[Prompt]
Would you print the records below without changing anything?

%%

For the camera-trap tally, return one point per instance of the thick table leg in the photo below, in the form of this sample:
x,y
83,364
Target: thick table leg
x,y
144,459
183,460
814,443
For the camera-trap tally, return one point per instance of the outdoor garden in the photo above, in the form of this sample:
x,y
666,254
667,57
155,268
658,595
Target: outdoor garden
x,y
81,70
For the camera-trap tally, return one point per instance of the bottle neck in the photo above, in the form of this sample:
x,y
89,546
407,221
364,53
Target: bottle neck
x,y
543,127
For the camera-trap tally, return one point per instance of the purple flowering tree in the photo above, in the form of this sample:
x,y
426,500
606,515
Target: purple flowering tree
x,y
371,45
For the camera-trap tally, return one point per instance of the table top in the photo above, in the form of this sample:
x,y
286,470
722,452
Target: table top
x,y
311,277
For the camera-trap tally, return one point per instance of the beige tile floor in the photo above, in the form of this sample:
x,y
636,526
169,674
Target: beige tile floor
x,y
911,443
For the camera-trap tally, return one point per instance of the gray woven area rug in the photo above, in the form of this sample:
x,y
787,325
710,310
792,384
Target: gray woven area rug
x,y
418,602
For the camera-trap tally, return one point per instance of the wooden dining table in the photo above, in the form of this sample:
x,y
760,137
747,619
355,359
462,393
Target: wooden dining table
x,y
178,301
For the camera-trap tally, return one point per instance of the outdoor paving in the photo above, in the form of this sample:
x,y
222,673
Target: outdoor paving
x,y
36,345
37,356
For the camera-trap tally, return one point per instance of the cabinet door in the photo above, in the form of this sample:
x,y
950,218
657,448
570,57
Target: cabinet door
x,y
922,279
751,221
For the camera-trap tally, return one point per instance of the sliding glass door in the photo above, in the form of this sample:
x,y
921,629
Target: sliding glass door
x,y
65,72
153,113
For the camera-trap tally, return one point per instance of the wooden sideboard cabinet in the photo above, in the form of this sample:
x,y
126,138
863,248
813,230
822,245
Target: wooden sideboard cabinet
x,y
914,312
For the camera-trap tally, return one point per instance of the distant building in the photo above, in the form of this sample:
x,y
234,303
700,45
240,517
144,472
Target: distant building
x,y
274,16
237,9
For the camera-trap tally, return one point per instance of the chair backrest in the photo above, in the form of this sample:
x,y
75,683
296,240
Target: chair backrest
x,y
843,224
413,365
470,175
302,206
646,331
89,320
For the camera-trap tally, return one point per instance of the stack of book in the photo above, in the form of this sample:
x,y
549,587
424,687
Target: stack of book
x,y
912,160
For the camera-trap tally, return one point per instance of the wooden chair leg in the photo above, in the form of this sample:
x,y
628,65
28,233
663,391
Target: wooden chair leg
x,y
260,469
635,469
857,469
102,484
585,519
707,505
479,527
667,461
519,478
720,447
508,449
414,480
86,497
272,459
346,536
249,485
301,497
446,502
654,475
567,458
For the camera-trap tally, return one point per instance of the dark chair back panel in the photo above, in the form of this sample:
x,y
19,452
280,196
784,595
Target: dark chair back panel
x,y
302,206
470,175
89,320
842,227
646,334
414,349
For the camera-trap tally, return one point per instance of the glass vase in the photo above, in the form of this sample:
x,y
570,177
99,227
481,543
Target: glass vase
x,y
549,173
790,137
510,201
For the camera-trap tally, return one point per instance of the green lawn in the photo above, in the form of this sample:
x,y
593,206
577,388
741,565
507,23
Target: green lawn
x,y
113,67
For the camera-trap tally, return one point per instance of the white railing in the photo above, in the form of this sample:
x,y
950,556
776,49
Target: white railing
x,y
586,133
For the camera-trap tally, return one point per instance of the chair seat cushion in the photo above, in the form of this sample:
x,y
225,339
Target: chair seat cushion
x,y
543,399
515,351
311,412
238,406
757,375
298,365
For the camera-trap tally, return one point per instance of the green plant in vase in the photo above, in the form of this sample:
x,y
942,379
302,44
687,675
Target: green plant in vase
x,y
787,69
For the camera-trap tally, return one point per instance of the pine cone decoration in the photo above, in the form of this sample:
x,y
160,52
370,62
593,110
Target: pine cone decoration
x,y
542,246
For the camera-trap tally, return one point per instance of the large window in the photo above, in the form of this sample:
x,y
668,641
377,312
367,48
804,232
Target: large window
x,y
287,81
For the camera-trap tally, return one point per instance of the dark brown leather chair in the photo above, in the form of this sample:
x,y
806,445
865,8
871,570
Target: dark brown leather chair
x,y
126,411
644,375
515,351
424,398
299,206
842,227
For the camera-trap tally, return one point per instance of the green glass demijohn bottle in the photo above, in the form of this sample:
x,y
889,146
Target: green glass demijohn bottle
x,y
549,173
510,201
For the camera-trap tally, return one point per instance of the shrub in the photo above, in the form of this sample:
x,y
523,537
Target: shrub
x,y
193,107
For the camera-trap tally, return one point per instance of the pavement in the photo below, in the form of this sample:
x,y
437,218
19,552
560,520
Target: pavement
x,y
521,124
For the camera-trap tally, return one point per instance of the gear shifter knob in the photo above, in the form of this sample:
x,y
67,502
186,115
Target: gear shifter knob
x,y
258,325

%%

[Solution for this problem]
For the camera-trap tally, return one point per instance of the thick table leg in the photo below, in the form of this sample:
x,y
83,364
Target: thick table leg
x,y
144,459
183,460
814,443
For the camera-trap tally, return one point per instance of the outdoor garden in the photo above, in the form of this sample:
x,y
666,254
667,57
155,268
658,595
Target: outdoor garden
x,y
81,70
For the camera-trap tally, return one point per instance of the bottle neck in the photo above, in the form of this sample:
x,y
89,546
407,221
364,53
Target: bottle neck
x,y
543,127
For the camera-trap tally, return one point per instance of the purple flowering tree in the photo above, in the form of this sample:
x,y
426,500
606,515
Target: purple flowering tree
x,y
371,45
For the camera-trap tally, return one point per instance of the table top in the photo above, in the form of this sample:
x,y
286,470
722,452
Target: table top
x,y
311,277
For the camera-trap tally, return one point per instance of the beige tile floor in the photo above, in the form of this sample:
x,y
636,526
169,674
Target: beige tile floor
x,y
911,443
For the camera-trap tally, return one point per instance of the gray woven area rug in the photo above, in the form of this sample:
x,y
787,325
710,310
792,384
Target: gray woven area rug
x,y
418,602
For the camera-trap tally, return one point per instance of the wooden dining table in the photo above, in the form of this sample:
x,y
760,137
747,619
355,359
462,393
Target: wooden dining table
x,y
178,301
For the camera-trap tally, return one point per instance of the outdoor paving in the photo above, in the form of this sample:
x,y
222,673
Target: outdoor paving
x,y
36,345
37,356
For the camera-trap tally, return one point per instance of the cabinet door in the photo above, in the form of this sample:
x,y
950,218
657,448
570,57
Target: cabinet door
x,y
922,279
751,221
For the camera-trap tally, return one point per instance of the sliding glass door in the photo above, in the form of this sample:
x,y
921,629
Target: sliding glass door
x,y
65,72
153,113
For the camera-trap tally, return one point per instance of the wooden sideboard cabinet in the photo above, in the form of this sample:
x,y
126,138
863,248
813,230
822,245
Target: wooden sideboard cabinet
x,y
914,312
For the camera-trap tally, return one point per instance of the distant building in the photo above, in the form of this sample:
x,y
234,303
700,45
240,517
144,472
Target: distant building
x,y
274,16
237,9
For the camera-trap tally, return one point per instance of the chair backrest in the photo above, in the form of this sample:
x,y
75,683
296,240
Target: chair backrest
x,y
843,224
413,365
470,175
302,206
646,331
89,320
For the camera-trap tally, return one point per instance of the stack of book in the photo above, in the form of this sample:
x,y
549,587
424,687
Target: stack of book
x,y
912,160
For the camera-trap tally, return one point per instance of the wooden chair leg in the photo above, in the form of this sample:
x,y
628,65
28,233
663,391
Target: wooden chair leg
x,y
260,469
635,469
857,469
102,484
585,519
707,505
479,527
667,461
519,478
720,447
508,449
414,480
86,497
272,459
346,536
249,485
301,497
446,502
654,475
567,458
For the camera-trap tally, return one point per instance of the dark chair back panel in the photo above, in the form of this sample:
x,y
19,452
280,196
784,595
Target: dark chair back panel
x,y
302,206
470,175
89,320
842,227
646,334
414,349
For the camera-trap tally, return one point per instance of the glass vase in the photo above, in the form of this sample:
x,y
570,177
99,227
481,543
Target: glass vase
x,y
549,173
790,137
510,201
For the camera-trap tally, return one point per instance of the green lawn in the photo above, in the form of this sample:
x,y
593,206
577,388
741,565
507,23
Target: green lawn
x,y
113,67
For the camera-trap tally, return one point per instance of the white railing in the photo above, in the form of this sample:
x,y
950,556
776,49
Target: white railing
x,y
586,133
For the camera-trap tally, return one point per instance of the chair seat cushion in the photo above, in the form of this sample:
x,y
225,339
Target: chair seat cushion
x,y
543,399
515,351
311,412
238,406
757,375
298,365
For the camera-trap tally, return one point per instance of the green plant in vase in the photo above, in the form of this sample:
x,y
942,379
302,44
687,675
Target: green plant in vase
x,y
787,69
For the camera-trap tally, return one point per instance of the pine cone decoration in the photo above, in the form of this sample:
x,y
160,52
370,62
593,110
Target: pine cone decoration
x,y
542,246
For the camera-trap tally, return one point per instance of the large window in the photo above, in the form of this sample:
x,y
668,641
377,312
367,48
804,232
Target: large window
x,y
287,81
For the camera-trap tally, return one point per instance of the dark brown leather chair in the photo above, in the form of this sample:
x,y
806,445
865,8
871,570
Target: dark brown leather chair
x,y
126,411
644,375
515,351
424,398
299,206
842,227
For the camera-trap tally, return one point per instance of the green glass demijohn bottle in the photo above, in the form of this sample:
x,y
889,146
Target: green glass demijohn bottle
x,y
549,173
510,201
For the camera-trap tally, return one point per instance of the shrub in the photo above, in the form of this sample:
x,y
523,537
Target: shrub
x,y
193,107
For the camera-trap tally, return one point per instance of the pavement in the photo below, in the form of this sample:
x,y
437,218
19,552
560,520
Target: pavement
x,y
521,124
For the camera-trap tally, return one point per instance of the gear shifter knob in the photo above, in the form of this sample:
x,y
67,502
186,115
Target: gear shifter knob
x,y
258,325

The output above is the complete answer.